▸ Short exercise
Locate every line in the records that contains the word "texture" and copy each of those lines out. Treat uppercase and lowercase as different, so only lines with that exact capitalization count.

▸ Given records
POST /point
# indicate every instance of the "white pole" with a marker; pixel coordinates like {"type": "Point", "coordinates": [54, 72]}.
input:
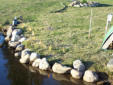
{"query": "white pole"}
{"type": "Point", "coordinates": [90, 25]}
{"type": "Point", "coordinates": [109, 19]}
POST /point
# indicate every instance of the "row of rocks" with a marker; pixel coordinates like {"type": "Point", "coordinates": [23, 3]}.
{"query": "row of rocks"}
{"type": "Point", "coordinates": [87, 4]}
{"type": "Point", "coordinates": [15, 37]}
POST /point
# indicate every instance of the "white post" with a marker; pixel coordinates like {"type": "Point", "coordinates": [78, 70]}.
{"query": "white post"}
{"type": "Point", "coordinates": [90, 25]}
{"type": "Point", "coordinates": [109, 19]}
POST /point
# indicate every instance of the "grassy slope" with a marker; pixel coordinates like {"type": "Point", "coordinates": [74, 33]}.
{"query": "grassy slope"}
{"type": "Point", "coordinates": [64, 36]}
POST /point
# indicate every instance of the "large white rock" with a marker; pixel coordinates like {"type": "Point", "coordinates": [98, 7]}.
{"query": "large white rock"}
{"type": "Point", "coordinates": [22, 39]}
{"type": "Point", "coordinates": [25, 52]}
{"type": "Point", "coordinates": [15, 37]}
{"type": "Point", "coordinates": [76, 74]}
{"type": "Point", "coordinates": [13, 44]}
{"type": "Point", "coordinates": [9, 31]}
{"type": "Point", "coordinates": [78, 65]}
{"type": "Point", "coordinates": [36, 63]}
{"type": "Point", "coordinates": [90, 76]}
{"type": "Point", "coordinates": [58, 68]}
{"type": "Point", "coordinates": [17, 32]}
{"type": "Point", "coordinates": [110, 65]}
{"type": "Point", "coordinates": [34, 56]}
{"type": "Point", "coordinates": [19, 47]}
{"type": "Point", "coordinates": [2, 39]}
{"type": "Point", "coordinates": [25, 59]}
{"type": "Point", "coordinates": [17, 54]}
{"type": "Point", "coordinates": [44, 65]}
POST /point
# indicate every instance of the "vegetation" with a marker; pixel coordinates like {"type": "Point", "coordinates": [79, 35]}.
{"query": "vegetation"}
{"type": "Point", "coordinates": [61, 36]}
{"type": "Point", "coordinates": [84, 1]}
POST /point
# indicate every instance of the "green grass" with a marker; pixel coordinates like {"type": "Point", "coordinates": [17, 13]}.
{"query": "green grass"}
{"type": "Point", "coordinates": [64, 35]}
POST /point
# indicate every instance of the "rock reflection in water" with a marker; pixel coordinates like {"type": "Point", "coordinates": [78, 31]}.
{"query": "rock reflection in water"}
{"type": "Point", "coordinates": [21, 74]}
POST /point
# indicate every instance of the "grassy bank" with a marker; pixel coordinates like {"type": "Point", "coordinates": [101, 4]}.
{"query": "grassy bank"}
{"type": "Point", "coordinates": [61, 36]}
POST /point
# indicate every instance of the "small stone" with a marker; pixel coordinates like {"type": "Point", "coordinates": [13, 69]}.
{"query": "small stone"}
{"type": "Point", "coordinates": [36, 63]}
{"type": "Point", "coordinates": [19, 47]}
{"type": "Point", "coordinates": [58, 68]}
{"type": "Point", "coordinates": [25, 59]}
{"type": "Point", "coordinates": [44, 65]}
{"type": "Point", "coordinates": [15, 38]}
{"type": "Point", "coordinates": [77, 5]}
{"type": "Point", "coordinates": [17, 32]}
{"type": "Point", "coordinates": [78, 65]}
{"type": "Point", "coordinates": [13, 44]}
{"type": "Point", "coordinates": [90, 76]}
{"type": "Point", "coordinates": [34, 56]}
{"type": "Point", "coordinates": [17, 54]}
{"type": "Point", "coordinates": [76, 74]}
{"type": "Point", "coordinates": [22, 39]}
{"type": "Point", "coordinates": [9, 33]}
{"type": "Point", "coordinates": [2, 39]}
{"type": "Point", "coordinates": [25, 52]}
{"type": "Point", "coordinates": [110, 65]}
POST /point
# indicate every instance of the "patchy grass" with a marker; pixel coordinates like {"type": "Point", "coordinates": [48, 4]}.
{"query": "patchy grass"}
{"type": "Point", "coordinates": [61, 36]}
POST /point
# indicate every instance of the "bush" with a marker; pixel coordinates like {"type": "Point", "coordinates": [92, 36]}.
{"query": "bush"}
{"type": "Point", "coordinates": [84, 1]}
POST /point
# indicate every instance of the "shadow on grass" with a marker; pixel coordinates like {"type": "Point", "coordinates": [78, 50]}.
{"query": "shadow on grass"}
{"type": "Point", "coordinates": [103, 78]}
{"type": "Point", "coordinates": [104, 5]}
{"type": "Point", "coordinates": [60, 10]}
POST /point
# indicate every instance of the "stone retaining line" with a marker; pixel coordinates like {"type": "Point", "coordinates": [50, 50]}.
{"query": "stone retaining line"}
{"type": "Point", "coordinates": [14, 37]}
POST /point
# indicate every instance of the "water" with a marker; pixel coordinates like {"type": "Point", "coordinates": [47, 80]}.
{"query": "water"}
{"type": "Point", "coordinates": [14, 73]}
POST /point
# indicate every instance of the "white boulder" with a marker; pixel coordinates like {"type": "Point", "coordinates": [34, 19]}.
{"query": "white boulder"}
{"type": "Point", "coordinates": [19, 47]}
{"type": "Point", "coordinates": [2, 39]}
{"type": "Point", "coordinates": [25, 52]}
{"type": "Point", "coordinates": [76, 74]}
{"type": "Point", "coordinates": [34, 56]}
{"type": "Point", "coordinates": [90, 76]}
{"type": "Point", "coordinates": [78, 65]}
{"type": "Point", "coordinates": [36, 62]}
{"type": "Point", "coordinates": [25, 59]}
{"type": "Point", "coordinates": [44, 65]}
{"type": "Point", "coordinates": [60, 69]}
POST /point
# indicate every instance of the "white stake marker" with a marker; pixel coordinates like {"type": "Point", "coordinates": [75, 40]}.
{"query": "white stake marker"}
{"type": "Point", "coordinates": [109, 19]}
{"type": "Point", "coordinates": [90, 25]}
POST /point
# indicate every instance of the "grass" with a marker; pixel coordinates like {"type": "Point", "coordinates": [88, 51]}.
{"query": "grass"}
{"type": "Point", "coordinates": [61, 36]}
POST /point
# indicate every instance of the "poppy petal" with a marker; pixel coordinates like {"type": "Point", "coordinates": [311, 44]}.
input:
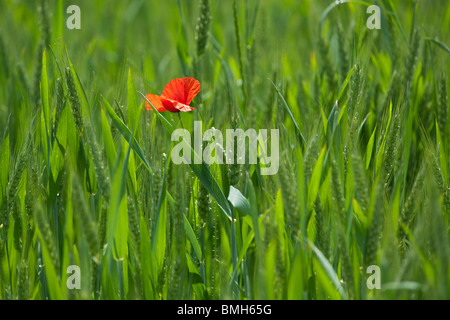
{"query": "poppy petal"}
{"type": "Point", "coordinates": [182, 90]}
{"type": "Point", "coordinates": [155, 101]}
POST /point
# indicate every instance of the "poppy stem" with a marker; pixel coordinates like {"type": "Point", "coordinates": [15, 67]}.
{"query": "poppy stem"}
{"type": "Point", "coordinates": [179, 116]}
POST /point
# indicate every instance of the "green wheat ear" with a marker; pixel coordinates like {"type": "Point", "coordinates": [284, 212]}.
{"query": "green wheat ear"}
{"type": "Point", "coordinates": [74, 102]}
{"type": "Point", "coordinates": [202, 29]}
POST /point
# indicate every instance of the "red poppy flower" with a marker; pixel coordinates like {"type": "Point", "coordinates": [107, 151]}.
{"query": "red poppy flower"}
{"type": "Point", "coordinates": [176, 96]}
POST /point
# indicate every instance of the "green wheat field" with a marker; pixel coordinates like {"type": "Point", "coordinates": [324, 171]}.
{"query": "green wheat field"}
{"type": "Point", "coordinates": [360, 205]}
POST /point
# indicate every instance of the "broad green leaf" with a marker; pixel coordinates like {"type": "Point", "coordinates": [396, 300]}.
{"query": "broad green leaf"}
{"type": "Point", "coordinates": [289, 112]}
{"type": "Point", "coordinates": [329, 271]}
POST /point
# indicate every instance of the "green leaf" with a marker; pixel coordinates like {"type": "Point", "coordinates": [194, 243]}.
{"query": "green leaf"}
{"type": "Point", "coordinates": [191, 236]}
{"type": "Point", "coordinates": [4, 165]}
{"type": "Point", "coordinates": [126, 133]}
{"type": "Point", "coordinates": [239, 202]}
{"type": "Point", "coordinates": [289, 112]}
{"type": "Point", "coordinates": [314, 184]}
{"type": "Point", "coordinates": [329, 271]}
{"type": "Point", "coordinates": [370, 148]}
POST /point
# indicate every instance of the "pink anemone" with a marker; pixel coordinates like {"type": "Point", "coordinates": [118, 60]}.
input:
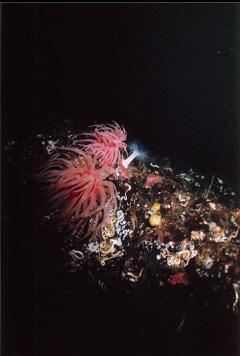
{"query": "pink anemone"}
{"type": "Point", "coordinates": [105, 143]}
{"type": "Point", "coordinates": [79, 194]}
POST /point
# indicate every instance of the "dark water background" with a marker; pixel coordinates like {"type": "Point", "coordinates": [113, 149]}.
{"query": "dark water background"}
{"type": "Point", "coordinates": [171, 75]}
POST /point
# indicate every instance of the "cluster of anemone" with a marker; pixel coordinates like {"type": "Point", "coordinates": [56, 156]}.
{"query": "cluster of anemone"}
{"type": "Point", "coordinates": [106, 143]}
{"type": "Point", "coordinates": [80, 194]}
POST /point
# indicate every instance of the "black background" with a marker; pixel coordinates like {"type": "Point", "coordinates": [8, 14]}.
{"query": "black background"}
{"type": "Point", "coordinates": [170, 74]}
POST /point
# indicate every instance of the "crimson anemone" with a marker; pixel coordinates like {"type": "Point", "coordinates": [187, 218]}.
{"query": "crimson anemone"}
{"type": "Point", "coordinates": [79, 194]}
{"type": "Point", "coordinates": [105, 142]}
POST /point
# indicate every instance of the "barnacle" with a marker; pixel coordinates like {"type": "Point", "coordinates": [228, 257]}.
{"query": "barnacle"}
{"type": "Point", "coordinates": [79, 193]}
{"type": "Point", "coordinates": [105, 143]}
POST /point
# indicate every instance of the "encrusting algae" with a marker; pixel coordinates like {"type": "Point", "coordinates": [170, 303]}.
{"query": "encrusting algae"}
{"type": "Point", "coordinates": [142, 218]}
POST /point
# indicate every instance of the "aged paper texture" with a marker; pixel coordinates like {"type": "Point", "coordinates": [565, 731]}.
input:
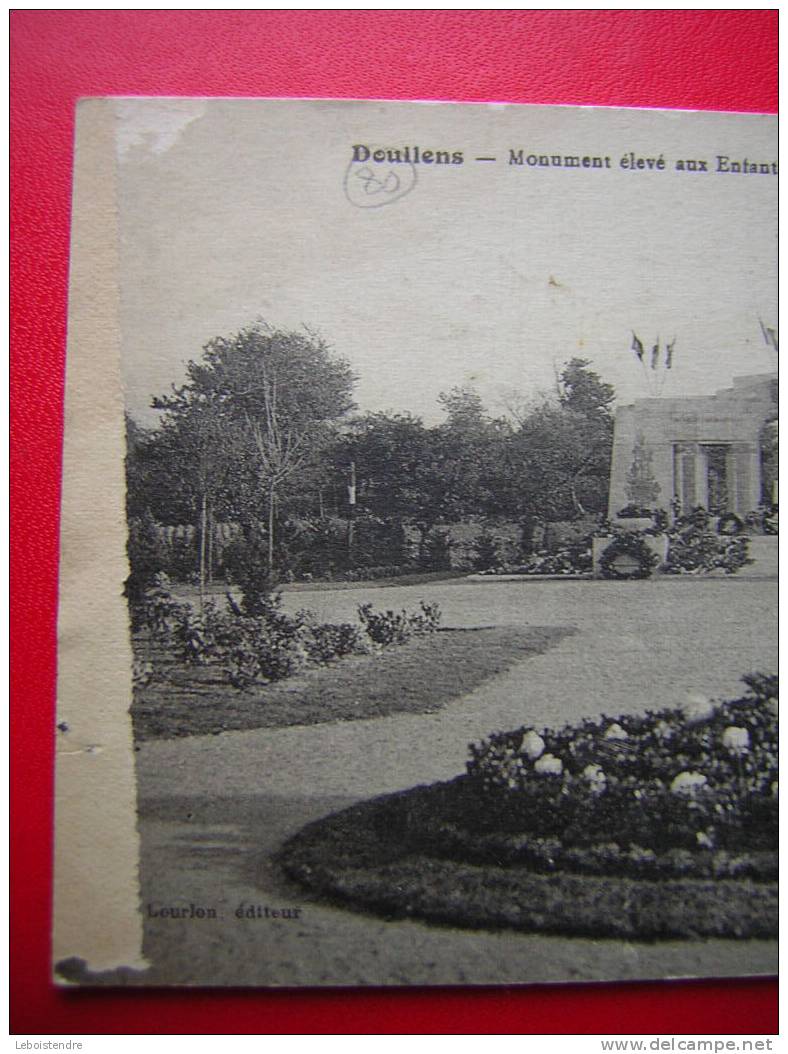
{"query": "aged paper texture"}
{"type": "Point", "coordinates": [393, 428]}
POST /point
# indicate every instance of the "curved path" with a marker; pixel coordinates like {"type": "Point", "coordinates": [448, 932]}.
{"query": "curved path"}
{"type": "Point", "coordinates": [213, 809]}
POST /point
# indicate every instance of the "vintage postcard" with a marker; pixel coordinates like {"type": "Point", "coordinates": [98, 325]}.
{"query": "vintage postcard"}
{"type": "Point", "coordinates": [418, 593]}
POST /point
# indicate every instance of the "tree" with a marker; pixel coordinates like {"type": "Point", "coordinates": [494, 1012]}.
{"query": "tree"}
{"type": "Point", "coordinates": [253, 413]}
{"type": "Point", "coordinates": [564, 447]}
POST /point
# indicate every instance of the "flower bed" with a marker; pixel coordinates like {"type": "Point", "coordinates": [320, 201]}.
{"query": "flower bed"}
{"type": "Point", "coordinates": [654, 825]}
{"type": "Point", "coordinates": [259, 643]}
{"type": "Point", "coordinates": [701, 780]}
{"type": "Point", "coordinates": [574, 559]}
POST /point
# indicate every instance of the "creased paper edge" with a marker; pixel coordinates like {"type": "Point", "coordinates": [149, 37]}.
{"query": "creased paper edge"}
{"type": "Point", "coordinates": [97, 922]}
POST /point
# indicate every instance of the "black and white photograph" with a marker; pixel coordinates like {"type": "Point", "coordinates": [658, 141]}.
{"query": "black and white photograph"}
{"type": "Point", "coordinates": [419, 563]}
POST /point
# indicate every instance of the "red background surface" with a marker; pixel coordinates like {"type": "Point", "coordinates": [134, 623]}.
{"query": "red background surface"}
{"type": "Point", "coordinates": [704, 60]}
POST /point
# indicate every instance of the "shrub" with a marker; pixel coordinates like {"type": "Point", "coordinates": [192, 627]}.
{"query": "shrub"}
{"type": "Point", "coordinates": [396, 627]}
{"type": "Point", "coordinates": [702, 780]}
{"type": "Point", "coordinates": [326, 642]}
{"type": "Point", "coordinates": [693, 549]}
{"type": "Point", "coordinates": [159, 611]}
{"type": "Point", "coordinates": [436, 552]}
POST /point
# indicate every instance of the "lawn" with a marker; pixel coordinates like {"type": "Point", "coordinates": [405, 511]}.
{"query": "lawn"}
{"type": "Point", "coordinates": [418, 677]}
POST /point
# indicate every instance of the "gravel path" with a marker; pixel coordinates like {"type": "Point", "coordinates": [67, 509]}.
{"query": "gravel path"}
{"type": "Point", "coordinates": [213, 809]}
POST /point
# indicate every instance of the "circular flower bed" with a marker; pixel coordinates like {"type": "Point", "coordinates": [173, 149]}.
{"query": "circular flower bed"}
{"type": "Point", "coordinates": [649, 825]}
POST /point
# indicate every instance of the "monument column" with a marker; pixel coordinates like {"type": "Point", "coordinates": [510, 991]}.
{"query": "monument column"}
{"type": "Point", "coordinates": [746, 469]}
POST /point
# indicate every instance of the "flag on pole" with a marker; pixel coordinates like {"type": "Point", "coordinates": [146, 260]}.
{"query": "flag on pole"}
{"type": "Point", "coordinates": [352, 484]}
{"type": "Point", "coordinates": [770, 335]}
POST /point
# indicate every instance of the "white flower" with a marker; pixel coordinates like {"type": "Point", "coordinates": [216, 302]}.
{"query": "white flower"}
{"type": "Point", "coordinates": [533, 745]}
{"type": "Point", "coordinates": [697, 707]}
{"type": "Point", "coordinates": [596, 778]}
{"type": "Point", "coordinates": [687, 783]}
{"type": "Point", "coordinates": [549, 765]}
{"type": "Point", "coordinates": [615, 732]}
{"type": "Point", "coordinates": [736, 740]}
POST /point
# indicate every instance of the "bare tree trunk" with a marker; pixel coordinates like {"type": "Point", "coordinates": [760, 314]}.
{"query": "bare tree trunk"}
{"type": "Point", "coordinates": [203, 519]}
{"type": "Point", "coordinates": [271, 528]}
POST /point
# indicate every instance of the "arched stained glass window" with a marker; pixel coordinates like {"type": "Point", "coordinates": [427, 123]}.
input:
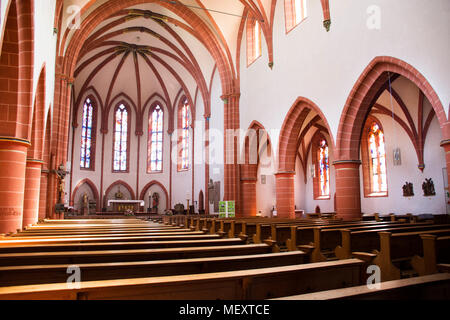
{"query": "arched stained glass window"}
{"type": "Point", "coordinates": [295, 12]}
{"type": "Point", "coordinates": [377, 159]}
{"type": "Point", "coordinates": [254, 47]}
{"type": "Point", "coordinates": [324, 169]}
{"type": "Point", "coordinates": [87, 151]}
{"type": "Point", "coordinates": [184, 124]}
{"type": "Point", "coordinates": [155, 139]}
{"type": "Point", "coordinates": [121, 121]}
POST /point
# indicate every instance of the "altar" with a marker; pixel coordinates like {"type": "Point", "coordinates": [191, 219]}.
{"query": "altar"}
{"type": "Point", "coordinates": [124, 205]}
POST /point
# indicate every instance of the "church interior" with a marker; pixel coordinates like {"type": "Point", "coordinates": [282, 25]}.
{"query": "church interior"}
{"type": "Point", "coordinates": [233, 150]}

▸ Complete answer
# indicate every instance of the "aged paper texture" with a marker; pixel coordinates like {"type": "Point", "coordinates": [565, 731]}.
{"query": "aged paper texture"}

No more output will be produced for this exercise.